* Some records
• • • •

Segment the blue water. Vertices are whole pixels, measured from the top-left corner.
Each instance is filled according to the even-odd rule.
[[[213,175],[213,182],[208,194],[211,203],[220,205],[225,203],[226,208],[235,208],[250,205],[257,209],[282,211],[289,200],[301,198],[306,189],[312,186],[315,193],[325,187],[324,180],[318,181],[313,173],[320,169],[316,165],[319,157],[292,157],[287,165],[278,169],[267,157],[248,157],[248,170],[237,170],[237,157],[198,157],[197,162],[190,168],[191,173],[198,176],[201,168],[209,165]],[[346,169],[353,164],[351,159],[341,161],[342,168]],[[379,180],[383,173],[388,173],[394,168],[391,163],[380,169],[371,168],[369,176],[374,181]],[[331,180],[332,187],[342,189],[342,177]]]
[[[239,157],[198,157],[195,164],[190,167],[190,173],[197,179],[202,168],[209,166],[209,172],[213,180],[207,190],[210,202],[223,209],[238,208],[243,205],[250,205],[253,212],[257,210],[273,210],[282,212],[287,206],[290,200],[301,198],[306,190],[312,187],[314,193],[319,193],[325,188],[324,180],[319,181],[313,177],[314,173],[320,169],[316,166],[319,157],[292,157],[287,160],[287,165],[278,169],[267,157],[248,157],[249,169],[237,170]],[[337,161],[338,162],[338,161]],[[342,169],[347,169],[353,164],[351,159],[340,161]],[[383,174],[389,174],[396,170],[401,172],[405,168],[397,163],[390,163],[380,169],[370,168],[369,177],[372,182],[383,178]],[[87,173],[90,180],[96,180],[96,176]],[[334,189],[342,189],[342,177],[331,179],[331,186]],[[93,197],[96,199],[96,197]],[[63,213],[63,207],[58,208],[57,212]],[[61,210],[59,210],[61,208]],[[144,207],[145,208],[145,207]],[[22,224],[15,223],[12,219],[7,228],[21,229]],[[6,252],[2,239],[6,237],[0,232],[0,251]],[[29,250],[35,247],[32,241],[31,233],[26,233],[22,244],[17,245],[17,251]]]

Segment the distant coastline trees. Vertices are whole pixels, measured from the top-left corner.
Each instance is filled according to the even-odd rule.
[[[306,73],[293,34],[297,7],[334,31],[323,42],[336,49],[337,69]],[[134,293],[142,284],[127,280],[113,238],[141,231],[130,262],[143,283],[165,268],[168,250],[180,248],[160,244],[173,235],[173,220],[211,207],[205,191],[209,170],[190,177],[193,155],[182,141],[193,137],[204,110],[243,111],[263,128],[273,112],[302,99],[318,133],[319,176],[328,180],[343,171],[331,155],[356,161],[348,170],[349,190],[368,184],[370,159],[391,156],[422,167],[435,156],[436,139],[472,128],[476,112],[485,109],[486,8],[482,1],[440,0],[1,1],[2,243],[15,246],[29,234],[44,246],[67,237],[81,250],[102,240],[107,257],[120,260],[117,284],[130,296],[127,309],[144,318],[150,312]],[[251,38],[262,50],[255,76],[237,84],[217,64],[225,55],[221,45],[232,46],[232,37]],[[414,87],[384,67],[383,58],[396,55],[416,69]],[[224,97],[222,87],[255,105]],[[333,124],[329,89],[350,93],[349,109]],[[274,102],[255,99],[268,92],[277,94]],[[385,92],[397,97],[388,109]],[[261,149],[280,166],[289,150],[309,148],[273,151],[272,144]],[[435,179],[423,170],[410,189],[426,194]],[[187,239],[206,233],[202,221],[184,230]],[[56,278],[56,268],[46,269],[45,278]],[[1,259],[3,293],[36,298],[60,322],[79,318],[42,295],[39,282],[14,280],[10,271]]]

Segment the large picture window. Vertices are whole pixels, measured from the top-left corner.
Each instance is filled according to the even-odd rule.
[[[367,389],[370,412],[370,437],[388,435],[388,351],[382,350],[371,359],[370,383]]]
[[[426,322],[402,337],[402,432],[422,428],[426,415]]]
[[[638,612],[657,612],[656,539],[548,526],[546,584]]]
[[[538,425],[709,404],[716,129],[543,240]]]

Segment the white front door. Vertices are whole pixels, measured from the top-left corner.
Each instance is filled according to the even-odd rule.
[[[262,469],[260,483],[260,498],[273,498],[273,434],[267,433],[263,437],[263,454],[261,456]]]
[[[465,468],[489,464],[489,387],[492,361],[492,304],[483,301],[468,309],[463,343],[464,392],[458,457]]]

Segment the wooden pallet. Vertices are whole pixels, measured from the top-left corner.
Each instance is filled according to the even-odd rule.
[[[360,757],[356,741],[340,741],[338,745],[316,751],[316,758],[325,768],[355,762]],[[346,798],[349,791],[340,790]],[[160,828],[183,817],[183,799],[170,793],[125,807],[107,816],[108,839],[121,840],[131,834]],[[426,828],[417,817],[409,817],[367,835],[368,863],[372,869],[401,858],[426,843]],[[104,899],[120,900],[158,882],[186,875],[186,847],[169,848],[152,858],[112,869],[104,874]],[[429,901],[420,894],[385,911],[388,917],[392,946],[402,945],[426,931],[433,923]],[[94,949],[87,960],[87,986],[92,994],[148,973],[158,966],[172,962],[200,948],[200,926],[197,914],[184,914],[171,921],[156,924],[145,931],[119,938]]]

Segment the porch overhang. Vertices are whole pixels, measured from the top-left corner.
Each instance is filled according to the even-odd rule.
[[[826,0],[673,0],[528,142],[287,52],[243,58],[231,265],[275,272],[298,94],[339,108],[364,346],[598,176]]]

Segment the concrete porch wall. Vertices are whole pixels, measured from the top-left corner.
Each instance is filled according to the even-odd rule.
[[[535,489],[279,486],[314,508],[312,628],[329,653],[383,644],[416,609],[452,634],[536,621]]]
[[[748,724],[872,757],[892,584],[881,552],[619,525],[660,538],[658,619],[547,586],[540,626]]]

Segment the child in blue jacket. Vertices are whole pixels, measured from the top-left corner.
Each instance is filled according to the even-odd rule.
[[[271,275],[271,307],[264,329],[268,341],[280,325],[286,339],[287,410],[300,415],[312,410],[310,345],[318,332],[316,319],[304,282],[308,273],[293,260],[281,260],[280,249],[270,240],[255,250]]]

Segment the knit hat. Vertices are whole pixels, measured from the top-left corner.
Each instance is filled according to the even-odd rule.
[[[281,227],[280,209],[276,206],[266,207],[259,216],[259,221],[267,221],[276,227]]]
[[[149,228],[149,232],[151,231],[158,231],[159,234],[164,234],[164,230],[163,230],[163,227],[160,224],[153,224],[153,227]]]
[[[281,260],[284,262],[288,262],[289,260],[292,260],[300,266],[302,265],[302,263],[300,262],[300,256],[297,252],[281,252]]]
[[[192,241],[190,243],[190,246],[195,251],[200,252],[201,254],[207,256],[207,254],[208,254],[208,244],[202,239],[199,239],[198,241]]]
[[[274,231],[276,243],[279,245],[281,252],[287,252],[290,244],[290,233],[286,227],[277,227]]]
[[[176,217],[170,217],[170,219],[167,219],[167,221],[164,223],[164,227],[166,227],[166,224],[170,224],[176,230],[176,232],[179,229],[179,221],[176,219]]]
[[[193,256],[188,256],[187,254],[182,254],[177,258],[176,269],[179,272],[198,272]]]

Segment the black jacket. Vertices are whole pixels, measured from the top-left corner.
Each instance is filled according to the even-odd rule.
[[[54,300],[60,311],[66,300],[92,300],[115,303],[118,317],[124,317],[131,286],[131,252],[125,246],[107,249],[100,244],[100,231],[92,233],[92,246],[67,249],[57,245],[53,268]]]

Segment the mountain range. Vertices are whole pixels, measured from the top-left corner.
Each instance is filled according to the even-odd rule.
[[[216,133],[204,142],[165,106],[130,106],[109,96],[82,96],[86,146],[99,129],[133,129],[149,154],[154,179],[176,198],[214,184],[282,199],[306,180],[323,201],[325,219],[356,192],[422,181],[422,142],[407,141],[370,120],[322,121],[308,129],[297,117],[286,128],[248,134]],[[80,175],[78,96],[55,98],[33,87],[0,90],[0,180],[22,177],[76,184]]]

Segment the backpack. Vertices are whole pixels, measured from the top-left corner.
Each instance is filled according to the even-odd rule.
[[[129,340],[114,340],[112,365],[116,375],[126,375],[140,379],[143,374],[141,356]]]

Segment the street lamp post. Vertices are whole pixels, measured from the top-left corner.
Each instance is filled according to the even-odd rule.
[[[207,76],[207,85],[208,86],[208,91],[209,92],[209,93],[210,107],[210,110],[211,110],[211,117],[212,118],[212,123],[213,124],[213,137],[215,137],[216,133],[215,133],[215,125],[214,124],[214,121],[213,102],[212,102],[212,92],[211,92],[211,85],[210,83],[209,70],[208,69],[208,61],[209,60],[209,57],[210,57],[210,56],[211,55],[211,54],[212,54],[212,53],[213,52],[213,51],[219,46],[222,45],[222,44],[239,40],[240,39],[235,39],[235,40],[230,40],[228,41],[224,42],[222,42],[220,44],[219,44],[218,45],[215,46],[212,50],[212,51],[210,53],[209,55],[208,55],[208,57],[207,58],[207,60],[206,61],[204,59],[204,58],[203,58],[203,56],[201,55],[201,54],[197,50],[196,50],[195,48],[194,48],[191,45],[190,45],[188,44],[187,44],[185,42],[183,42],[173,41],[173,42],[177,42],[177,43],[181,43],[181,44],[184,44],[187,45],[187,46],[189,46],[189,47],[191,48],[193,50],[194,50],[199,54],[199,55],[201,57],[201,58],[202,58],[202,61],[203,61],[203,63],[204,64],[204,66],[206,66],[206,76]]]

• • • •

Select every line in the records that holds the word "jacket" and copy each one out.

* In response
Segment the child in blue jacket. Vertices are whole pixels, measured from the top-left corner.
Segment the black jacket. Vertices are whole pixels, measured from the top-left corner.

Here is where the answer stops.